GIVEN INFORMATION.
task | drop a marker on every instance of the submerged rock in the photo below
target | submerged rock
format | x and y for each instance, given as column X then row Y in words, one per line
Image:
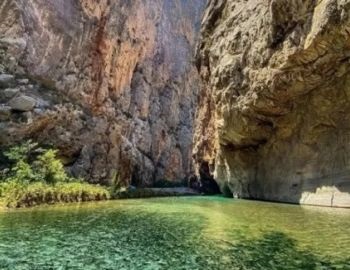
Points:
column 22, row 103
column 6, row 80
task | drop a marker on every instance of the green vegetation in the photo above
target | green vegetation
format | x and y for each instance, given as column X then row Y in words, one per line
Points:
column 36, row 176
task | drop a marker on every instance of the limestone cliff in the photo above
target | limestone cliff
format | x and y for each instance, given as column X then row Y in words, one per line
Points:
column 112, row 84
column 274, row 112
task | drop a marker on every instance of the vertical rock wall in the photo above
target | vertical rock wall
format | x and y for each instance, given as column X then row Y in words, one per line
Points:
column 274, row 112
column 114, row 83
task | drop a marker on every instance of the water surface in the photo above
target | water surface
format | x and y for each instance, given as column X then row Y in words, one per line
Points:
column 175, row 233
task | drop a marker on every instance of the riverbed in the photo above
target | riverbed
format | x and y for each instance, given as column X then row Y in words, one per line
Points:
column 175, row 233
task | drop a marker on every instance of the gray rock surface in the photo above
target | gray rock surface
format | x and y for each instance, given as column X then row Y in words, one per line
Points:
column 6, row 80
column 122, row 76
column 11, row 92
column 22, row 103
column 274, row 114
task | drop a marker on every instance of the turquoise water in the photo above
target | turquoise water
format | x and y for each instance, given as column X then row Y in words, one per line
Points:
column 175, row 233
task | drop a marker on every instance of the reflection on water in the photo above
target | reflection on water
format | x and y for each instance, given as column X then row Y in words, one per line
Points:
column 176, row 233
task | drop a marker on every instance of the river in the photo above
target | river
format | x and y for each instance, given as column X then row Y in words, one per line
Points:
column 175, row 233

WHAT YOU SHOULD DO.
Exclude images. Return the data above verbatim.

YOUR SOLUTION.
task | drop a marker on every instance of the submerged rock in the photo below
target | submerged rock
format | x and y for each instance, given as column X then row Y in words, one per line
Image:
Points:
column 22, row 103
column 6, row 80
task | drop a marker on every instance of the green vegetation in the photo above
target | green vegetation
format | x and y for each instance, given as column X then row Y in words, one per line
Points:
column 36, row 176
task | drop a marker on every instance of the limestone cliff in the photo above
target | limestone cliff
format | x and y for each instance, given as column X then row Y in words, one per line
Points:
column 112, row 84
column 274, row 112
task | drop a marker on every instance of the vertical rock wall in the photo above
target | vertical rock wall
format | x and y for each instance, given as column X then row Y in words, one per line
Points:
column 274, row 112
column 114, row 83
task | drop a marker on every instance of the water surface in the photo above
target | water surface
format | x and y for each instance, given as column X then row Y in words, one per line
Points:
column 175, row 233
task | drop a marker on every instance of the riverbed in the photo above
target | riverbed
format | x and y for each instance, given as column X then row Y in words, one per line
Points:
column 175, row 233
task | drop a marker on every instance of the gray rock surface in the photo above
target | gray rock surface
format | x and y for each instance, given as column X then row Y in words, one per line
Points:
column 6, row 80
column 122, row 76
column 11, row 92
column 22, row 103
column 274, row 114
task | drop a marker on every instance of the turquoise water in the photo above
target | turquoise water
format | x and y for each instance, given as column X then row Y in words, one per line
Points:
column 175, row 233
task | drop a marker on every instance of the reflection on water in the photo above
target | reflection on water
format | x and y for each instance, given as column X then row Y in words, one per line
Points:
column 176, row 233
task | drop a marker on every instance of the river in the photo above
target | river
format | x and y for each instance, given as column X then row Y in words, one per line
Points:
column 175, row 233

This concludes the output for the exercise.